───── Extracted data ─────
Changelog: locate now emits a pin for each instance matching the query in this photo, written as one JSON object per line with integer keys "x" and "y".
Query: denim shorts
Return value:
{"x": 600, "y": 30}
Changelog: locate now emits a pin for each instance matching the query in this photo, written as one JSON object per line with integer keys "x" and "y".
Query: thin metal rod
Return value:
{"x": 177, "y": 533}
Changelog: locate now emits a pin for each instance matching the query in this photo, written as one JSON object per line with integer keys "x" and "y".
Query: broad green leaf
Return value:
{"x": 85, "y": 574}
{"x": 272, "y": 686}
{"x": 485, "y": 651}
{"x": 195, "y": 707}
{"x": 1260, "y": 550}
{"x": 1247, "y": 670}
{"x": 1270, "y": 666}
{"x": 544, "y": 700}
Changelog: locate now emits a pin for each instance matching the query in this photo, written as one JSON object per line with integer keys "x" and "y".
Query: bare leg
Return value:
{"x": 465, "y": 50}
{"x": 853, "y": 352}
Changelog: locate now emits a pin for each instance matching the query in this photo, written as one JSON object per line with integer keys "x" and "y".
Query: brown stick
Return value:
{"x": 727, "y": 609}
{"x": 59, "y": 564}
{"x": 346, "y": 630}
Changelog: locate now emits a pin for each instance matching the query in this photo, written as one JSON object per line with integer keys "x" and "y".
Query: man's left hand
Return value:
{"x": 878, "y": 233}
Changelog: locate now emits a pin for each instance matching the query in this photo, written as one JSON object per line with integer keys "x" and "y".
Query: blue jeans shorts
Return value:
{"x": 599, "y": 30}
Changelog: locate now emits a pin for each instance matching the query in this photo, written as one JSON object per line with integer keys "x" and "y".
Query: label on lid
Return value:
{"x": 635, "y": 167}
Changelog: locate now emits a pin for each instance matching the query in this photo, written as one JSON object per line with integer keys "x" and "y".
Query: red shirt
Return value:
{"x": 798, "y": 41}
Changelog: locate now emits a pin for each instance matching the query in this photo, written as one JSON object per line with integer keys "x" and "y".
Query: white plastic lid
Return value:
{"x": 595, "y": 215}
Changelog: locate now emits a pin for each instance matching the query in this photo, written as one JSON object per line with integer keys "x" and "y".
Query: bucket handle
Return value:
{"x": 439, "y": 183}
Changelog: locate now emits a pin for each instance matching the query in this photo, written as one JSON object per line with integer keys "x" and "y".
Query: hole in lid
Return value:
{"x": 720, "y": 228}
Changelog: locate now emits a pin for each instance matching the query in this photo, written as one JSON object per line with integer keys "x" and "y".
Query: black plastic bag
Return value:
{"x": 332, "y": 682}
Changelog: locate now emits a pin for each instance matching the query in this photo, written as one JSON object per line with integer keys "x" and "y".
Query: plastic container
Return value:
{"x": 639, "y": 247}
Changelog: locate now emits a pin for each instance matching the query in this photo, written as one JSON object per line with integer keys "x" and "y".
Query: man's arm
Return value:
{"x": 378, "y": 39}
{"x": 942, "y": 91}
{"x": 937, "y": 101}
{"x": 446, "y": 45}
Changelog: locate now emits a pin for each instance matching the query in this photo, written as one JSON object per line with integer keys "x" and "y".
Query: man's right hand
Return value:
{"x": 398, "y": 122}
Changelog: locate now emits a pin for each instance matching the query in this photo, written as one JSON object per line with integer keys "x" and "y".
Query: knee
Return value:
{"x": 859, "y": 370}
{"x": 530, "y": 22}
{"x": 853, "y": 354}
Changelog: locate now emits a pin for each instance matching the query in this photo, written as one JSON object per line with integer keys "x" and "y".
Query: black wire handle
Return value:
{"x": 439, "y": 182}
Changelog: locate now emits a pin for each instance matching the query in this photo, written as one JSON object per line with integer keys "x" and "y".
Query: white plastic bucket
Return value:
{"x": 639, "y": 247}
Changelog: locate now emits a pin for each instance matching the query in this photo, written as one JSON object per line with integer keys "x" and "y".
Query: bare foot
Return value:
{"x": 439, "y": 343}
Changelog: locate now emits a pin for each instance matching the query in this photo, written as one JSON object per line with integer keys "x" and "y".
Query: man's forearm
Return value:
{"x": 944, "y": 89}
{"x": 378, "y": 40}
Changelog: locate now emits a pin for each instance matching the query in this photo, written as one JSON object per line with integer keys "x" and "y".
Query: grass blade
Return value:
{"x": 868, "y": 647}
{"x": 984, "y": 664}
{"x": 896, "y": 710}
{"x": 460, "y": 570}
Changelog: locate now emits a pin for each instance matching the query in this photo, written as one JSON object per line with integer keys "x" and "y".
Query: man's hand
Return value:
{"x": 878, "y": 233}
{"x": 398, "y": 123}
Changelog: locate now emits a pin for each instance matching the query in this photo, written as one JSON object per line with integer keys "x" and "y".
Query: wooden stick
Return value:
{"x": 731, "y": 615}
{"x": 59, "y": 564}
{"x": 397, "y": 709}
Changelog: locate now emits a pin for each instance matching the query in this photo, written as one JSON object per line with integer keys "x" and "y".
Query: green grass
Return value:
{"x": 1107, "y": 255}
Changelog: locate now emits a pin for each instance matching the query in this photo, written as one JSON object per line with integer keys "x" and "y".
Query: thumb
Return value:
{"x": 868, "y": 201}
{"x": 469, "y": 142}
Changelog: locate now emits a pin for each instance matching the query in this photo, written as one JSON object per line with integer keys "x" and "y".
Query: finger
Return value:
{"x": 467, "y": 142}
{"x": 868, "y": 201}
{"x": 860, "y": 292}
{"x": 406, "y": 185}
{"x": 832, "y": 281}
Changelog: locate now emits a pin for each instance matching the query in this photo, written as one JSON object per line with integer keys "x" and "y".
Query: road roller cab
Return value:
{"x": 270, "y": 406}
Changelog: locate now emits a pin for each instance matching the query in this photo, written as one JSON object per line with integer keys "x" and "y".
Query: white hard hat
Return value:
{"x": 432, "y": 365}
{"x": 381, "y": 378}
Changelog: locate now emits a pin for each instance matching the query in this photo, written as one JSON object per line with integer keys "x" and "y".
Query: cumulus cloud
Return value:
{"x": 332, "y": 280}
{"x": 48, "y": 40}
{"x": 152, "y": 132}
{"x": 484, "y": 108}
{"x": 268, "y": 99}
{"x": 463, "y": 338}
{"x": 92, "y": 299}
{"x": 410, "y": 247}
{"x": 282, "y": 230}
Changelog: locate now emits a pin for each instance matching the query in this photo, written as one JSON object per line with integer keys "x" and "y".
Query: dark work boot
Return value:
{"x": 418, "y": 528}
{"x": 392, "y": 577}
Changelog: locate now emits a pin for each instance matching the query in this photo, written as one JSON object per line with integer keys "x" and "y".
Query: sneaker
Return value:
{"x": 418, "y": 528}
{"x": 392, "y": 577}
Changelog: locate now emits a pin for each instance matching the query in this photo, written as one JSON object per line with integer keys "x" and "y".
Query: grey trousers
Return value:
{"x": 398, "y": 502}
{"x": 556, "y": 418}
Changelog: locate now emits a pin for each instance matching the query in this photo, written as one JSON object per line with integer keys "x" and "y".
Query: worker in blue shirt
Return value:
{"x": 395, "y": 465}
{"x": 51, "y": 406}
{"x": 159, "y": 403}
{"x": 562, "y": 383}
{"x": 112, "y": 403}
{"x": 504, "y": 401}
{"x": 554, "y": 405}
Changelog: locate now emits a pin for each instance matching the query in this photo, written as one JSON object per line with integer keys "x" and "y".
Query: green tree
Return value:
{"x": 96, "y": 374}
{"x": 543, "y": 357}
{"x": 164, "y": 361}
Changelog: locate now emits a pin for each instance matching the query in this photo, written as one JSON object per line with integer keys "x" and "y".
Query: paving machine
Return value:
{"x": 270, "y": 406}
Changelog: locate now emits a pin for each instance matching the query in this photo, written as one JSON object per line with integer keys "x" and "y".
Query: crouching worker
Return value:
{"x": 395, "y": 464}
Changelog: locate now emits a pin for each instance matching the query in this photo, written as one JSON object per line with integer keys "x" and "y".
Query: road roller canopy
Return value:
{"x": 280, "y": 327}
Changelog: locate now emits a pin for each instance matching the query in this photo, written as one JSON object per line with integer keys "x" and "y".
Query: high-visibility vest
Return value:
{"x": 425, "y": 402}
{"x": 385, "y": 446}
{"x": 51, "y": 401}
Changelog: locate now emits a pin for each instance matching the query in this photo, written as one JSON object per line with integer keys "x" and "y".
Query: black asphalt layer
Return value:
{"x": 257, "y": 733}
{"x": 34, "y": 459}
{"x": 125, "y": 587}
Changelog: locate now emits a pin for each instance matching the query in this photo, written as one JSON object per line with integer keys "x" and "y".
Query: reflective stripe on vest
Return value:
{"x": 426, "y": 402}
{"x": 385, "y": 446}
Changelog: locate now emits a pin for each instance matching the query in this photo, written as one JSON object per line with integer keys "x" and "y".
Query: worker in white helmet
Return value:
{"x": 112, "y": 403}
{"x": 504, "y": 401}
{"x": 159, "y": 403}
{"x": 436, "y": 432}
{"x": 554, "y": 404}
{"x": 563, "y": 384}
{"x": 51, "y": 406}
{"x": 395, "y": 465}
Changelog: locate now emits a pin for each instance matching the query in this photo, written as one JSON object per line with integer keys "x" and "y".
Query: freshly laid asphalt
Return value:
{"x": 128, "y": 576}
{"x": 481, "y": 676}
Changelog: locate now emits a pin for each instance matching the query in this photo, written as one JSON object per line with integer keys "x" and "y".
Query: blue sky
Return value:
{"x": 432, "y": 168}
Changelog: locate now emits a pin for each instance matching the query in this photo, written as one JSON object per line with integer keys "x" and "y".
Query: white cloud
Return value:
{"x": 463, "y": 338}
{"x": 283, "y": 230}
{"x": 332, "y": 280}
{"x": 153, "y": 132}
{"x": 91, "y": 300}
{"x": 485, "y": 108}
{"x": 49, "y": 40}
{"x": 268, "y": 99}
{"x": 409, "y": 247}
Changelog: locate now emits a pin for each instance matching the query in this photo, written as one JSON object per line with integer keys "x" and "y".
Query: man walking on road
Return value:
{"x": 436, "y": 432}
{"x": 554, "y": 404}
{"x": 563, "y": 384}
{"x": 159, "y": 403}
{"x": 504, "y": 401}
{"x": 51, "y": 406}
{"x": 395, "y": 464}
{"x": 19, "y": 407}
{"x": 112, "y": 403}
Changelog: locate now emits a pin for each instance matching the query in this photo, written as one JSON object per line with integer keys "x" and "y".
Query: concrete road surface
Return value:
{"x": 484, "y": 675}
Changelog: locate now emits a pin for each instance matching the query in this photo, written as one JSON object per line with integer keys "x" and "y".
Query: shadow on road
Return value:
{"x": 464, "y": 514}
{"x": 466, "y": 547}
─────
• What is required:
The lines from the beginning of the records through the line containing "Query: broad green leaf" should be reproduced exactly. Include nothing else.

• Answer to this task:
Changelog: locate now emits a pin for each instance matching the query in this photo, written as one JSON object per line with integer keys "x" and "y".
Query: denim shorts
Return value:
{"x": 600, "y": 30}
Changelog: locate now emits a pin for each instance matching the query in this photo, written as one JSON object per line with integer keys "x" and "y".
Query: thin metal rod
Return value:
{"x": 177, "y": 533}
Changelog: locate now emits a pin for each instance matching the query in this photo, written as one JSON object per line with integer keys "x" and "y".
Query: broad green leaf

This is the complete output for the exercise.